*** Source document ***

When you run your virtual instrument up and down a spine, as you view the backbone through a VR headset, the resistance created by the handheld device or haptic gloves in real time means that you can actually feel the tip of the instrument ricocheting off each vertebra. Muscle memory and sub-millimetre precision is a key aim of this immersive experience since many surgical techniques require an incredibly high degree of accuracy.
A near-infinite array of surgery scenarios can now be performed in VR without harming actual patients, ensuring that learning from medical errors is risk-free. Software and 3D recordings also allow surgeons to review their work visually, with real-time feedback, so they can learn from their mistakes.
“We need to shorten the learning curve and accelerate the speed of medical knowledge and skills acquisition. This is where VR and haptics is invaluable.”


Hundreds of data points can now be tracked to provide a level of analysis not previously available. Specific metrics include economy of movement, 3D spatial awareness, surgical gaze, respect for tissue and human factors, such as dealing with adverse events and complications.
The focus is now on value-based care: we want to speed up the adoption of new procedures and products.Innovations and greater complexity to do with surgical devices, robotics and new drugs is also driving the need for a new approach to surgery. We need to shorten the learning curve and accelerate the speed of medical knowledge and skills acquisition. This is where VR and haptics is invaluable,” says Vincent, whose scaling operation employs more than 100 people globally.
“Our Fundamental Surgery platform is the first in the world to combine VR, haptics, deep data, AI and multi-modal learning. We are also helping Life Science companies accelerate the safe and compliant introduction of medical innovations,” says Vincent. The simulations created by FundamentalVR have so far received accreditations from the prestigious Royal College of Surgeons and American Academy of Orthopedic Surgeons.
“Focusing on software and cloud solutions means we are hardware agnostic. This allows surgeons and teachers to adopt new headsets and devices when they are released. We have future proofed our solution. At the same time medical professionals around the world can use equipment that is readily available to them locally.”

*** End of Source document ***

### To do
Please name the two bodies that, according to the passage on VR surgical training, have accredited the simulations created by FundamentalVR. The items are separate material with no connection to the passage on VR surgical training.

*** Data provided ***

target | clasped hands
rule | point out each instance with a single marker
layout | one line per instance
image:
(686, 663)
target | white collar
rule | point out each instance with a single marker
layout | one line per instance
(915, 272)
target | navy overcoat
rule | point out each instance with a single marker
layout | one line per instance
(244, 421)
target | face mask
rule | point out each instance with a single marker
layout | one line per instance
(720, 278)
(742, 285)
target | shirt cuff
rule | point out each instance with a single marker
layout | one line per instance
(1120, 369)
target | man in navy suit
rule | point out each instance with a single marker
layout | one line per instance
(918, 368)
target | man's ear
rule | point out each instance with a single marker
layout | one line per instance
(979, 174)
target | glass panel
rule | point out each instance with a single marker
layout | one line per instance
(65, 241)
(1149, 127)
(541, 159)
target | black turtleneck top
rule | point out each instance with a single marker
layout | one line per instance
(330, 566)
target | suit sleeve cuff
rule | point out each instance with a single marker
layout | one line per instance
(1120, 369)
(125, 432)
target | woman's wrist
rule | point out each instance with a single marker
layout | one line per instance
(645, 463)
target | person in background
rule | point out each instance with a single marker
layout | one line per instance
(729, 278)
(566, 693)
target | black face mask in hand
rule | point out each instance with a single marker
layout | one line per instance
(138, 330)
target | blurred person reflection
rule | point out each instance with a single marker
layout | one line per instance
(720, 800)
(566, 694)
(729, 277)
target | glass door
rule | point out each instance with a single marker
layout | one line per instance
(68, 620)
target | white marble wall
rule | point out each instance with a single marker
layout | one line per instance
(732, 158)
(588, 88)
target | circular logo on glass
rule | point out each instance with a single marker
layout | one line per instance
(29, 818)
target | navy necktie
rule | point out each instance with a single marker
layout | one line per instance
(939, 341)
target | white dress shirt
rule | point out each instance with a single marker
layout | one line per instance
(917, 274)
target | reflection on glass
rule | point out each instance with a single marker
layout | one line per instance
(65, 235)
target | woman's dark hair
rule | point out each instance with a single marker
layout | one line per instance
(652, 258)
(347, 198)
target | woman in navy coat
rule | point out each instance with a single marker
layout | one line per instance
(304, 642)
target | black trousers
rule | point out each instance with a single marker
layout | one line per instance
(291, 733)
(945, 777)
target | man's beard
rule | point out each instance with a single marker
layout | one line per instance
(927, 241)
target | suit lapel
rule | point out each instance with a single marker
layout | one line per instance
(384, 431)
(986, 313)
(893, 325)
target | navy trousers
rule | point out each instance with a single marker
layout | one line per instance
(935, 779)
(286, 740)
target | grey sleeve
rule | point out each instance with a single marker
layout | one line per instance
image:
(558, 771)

*** End of Data provided ***
*** Data provided ***

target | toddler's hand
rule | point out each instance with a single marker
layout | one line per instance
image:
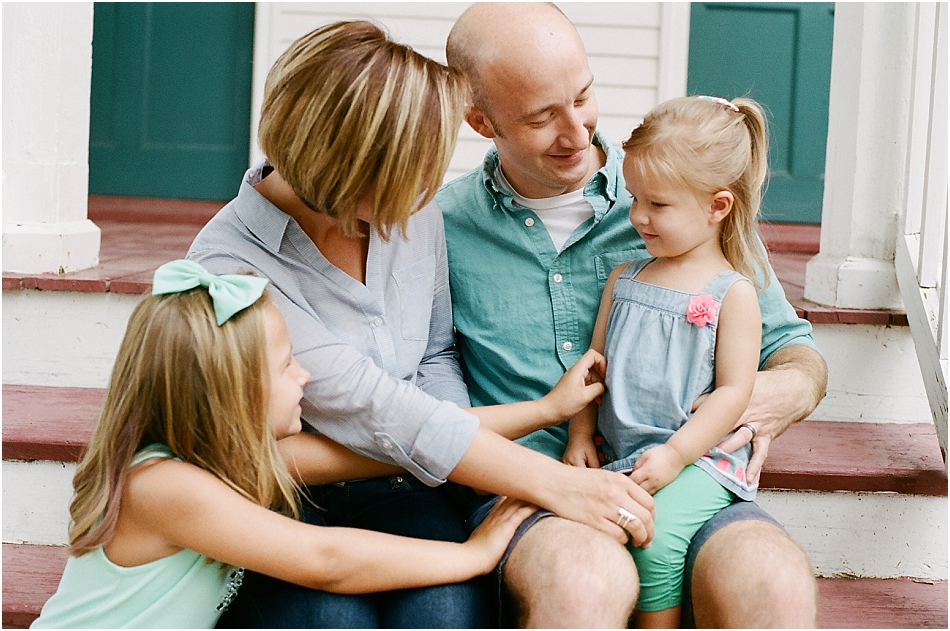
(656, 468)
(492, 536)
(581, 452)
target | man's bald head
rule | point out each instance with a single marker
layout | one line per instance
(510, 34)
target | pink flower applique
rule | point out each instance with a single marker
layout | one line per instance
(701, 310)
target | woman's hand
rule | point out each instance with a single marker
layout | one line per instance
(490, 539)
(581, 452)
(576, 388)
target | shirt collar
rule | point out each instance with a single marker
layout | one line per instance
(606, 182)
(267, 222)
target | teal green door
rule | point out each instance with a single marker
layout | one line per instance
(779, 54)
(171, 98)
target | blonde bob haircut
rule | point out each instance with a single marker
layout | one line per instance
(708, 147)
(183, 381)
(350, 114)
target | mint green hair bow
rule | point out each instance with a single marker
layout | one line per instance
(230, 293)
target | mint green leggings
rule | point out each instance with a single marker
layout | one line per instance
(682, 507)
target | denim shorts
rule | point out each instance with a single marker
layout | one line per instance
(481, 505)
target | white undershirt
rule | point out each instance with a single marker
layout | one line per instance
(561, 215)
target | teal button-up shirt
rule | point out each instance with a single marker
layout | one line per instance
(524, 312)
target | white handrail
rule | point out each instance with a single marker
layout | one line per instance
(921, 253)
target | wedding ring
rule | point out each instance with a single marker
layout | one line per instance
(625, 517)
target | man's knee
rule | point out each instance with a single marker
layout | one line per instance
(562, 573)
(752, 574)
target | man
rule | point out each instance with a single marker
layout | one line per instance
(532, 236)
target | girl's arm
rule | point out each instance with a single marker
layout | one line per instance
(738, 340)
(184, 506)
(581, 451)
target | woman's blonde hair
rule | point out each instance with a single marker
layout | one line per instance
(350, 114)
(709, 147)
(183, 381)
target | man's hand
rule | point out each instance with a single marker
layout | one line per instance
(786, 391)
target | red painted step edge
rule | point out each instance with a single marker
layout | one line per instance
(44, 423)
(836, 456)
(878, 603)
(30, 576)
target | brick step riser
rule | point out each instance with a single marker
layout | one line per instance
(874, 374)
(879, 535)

*** End of Data provided ***

### Answer space
The Royal College of Surgeons and the American Academy of Orthopedic Surgeons.